* **EXERCISE DETAILS**: Drop the images; return everything else in the listing below exactly.

* **SOURCE MATERIAL**:
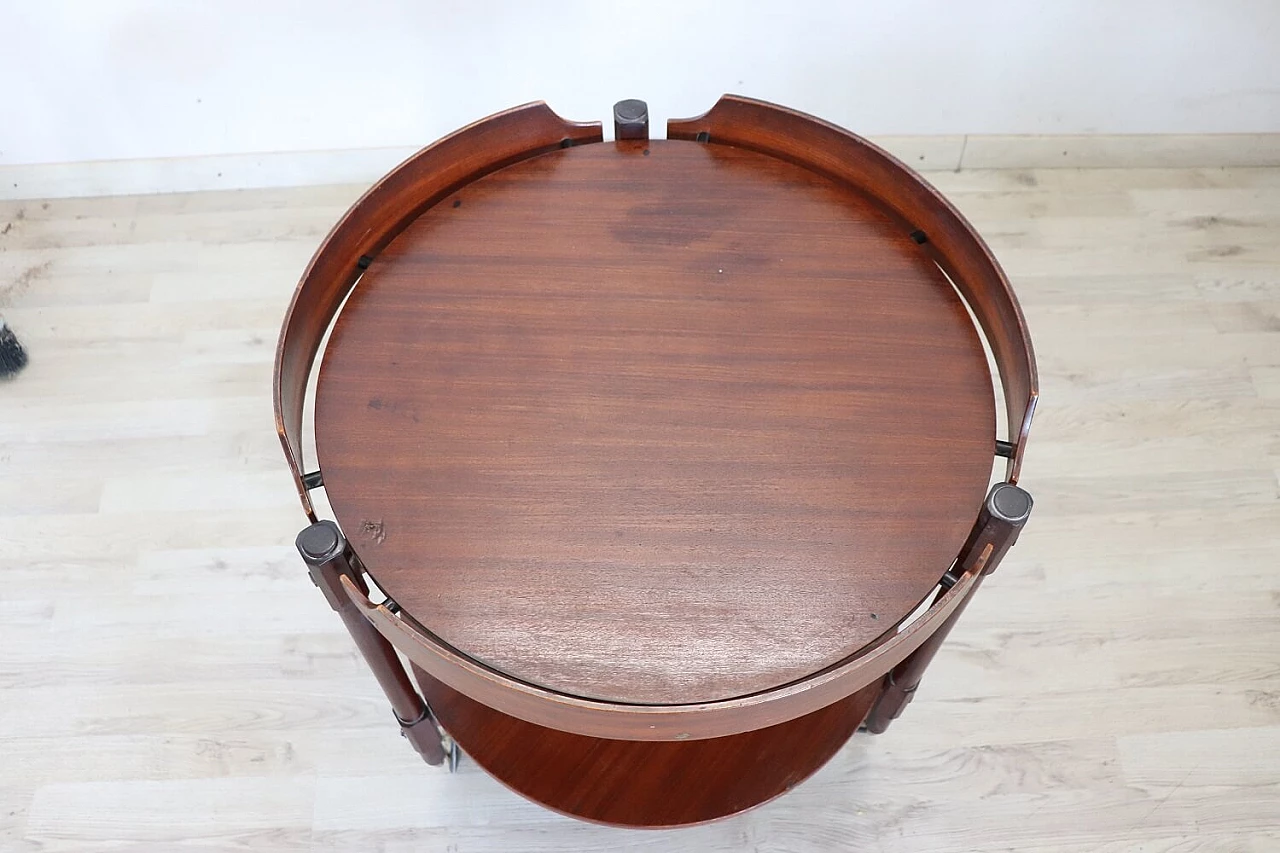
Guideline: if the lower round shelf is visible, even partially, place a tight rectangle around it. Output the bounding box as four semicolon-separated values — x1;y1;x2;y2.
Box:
413;666;881;827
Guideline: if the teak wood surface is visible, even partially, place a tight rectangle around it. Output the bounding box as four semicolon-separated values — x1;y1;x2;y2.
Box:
314;139;996;707
412;663;881;827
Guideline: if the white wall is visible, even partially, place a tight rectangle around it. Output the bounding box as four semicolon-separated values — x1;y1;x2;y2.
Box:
3;0;1279;166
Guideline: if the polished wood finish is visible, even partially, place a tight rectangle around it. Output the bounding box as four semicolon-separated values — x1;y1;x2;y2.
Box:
316;140;995;709
411;663;881;827
669;95;1038;482
274;102;602;520
339;562;981;740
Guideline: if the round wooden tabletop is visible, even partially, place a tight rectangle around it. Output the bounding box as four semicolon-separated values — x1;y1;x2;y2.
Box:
315;138;995;707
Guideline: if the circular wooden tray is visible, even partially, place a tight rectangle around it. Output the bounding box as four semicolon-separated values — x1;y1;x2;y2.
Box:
317;137;994;705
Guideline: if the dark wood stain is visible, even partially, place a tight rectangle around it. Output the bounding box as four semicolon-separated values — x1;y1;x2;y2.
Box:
670;96;1037;483
316;140;995;705
275;102;603;521
414;663;880;827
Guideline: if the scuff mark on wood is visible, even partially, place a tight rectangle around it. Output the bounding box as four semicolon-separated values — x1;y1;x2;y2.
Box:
361;519;386;545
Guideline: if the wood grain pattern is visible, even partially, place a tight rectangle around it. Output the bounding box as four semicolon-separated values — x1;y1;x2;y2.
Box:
411;664;879;827
3;158;1278;849
275;102;602;520
339;566;981;741
669;95;1038;482
316;140;994;707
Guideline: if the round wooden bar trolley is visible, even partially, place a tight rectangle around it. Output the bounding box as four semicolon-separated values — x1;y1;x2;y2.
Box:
274;96;1038;828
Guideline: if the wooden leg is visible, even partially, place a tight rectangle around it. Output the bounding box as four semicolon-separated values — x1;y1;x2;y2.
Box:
864;483;1032;734
297;521;447;766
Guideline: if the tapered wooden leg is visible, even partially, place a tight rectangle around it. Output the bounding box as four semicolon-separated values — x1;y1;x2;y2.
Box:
864;483;1033;733
297;521;448;766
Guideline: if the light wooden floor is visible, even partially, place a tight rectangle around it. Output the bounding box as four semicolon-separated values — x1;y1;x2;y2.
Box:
2;163;1278;852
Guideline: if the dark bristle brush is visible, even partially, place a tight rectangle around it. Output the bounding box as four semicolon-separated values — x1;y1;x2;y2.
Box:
0;315;28;378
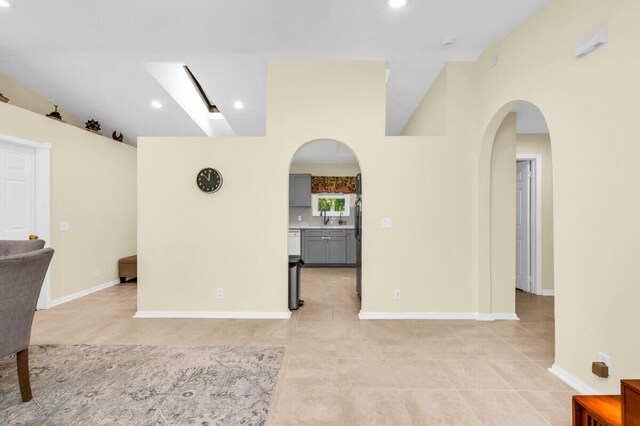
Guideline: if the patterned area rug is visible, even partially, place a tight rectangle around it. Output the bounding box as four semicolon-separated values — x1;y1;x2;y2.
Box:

* **OUTPUT FOR THIS TASK**:
Guideline: if the lower round shelf is visible, even partially, place a tight rectangle around it. Output the bounding box as four semicolon-separated values — x1;y1;x2;y2.
Box:
413;666;881;827
Guideline: if the teak wood surface is visible, even partially, place a tight rectangle around it. Output the bounding box as four semicolon-separated values — x1;y1;x2;y2.
Box:
314;139;996;707
412;663;881;827
Guideline: if the white wall is visible, even partially, place a tight rectangle around it. Output the bounding box as four semicolon-separated values — x1;y1;x2;y2.
Box:
3;0;1279;166
Guideline: if the polished wood finish is visible, even partially, place a tight rectangle around it. Output the bounding box as four semicolon-separated values — x1;y1;x2;y2.
Box:
316;140;995;709
411;663;881;827
669;95;1038;482
274;102;602;520
339;562;981;740
Guideline: if the round wooden tabletop is visible, even partially, place a tight rectangle around it. Output the bounding box as four semicolon-separated values — x1;y1;x2;y2.
Box:
315;138;995;707
Guideline: if the circular wooden tray is visible, even partially, place a tight rectangle around it. Output the bounding box as four semicolon-separated values — x1;y1;x2;y2.
Box:
317;137;994;705
Guideline: if the dark wood stain is visible, even partially, place a tight rectangle around it. Output the bounding box as four semicolon-separated values — x1;y1;x2;y2.
Box:
670;96;1037;483
316;140;995;705
275;102;603;521
414;663;880;827
Guideline: if the scuff mark on wood is visible, even partially, place a tight rectangle around it. Output the bounding box as four semicolon-separated values — x1;y1;x2;y2.
Box:
361;519;386;545
Guideline: if the wood grain pattern is visible, even partially, place a tight rectangle around it. Output the bounding box as four semicolon-separated values — x1;y1;x2;y2.
Box:
411;664;879;827
3;158;1278;849
275;102;602;520
339;566;981;741
669;95;1038;482
316;140;994;707
Guideline: if the round wooden bar trolley is visible, even partially, place a tight rectangle around it. Output the bounding box as four semicolon-separated values — x1;y1;x2;y2.
Box:
274;96;1038;828
Guideline: if the wooden leg is visible, even partially, place a tight rectangle around it. Output the bounding box as four semicolon-separated values — x1;y1;x2;y2.
Box:
864;483;1032;734
297;521;447;766
Guideline: if the tapered wooden leg is visible, even partially, place a tight rectangle around it. Output the bounding box as four semicolon-separated values — x1;y1;x2;y2.
Box:
864;483;1033;733
297;521;448;766
Guideline: if the light wooden floor is visible, even partially, place a tight rectangle around it. Output the bounding box as four semicolon-separated values — x1;y1;x2;y2.
Box:
2;163;1278;852
Guideline: if the dark bristle brush is visible, even partially, place a tight rectangle around it. Output the bounding box as four semicolon-separated values — x1;y1;x2;y2.
Box:
0;315;28;378
Guideline: if the patterned area rug is visible, even partially, place a tight rectangle around it. Output the bounding box as four semicolon-separated values — x1;y1;x2;y2.
Box:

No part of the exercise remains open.